The request
All the records that follow need to be reproduced exactly. Omit the images.

Image location labeling entries
━━━━━━

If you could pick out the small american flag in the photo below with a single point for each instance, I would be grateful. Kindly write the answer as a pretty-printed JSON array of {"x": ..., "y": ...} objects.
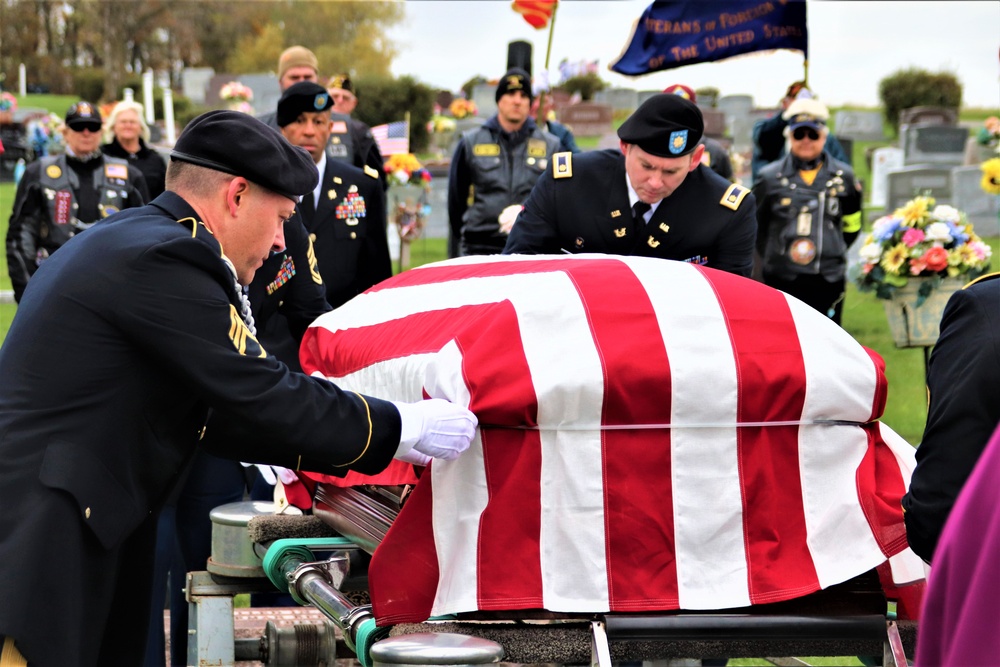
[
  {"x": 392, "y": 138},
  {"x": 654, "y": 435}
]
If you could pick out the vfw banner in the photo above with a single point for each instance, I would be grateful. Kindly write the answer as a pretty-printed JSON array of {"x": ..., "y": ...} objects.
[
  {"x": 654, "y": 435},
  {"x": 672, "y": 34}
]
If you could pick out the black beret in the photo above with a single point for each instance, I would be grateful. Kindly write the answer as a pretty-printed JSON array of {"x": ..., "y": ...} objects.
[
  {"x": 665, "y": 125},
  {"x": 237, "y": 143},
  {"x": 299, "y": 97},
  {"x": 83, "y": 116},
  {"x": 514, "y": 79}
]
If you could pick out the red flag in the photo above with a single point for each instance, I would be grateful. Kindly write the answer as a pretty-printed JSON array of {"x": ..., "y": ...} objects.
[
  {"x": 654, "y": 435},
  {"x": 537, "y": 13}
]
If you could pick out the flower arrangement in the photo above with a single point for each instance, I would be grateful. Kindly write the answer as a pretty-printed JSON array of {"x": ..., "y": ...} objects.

━━━━━━

Result below
If you could pick out the small american flag in the photo below with a single point for each instance, I would be grateful. Kindly write the answer as a pretty-printed JSON array of {"x": ..., "y": ...} objects.
[
  {"x": 392, "y": 138},
  {"x": 654, "y": 435}
]
If you could pick out the vfw banner in the photo above with a single point for each instance, I would be grateful. Kindly write the answer as a pretty-printed JSON array of {"x": ..., "y": ...} objects.
[
  {"x": 654, "y": 435},
  {"x": 672, "y": 34}
]
If you could pick out the black beret in the photo above with a single point for each instance, I would be grateful. Kindly write the answer as a pretty-printed JSON array of {"x": ..., "y": ...} objects.
[
  {"x": 665, "y": 125},
  {"x": 237, "y": 143},
  {"x": 299, "y": 97},
  {"x": 83, "y": 116},
  {"x": 514, "y": 79}
]
If you could pick out the red flag in the photo above with a single point for each instance, I would be grateful. Kindly write the answer as a pretty-printed JSON array of {"x": ..., "y": ...} objects.
[
  {"x": 654, "y": 435},
  {"x": 537, "y": 13}
]
If you could pick out the flower arrangement in the photo above with a single point for each instance, I would be grateful. Kindly write the answer as a pretty-printed JSON array of {"x": ..., "y": ...} objects.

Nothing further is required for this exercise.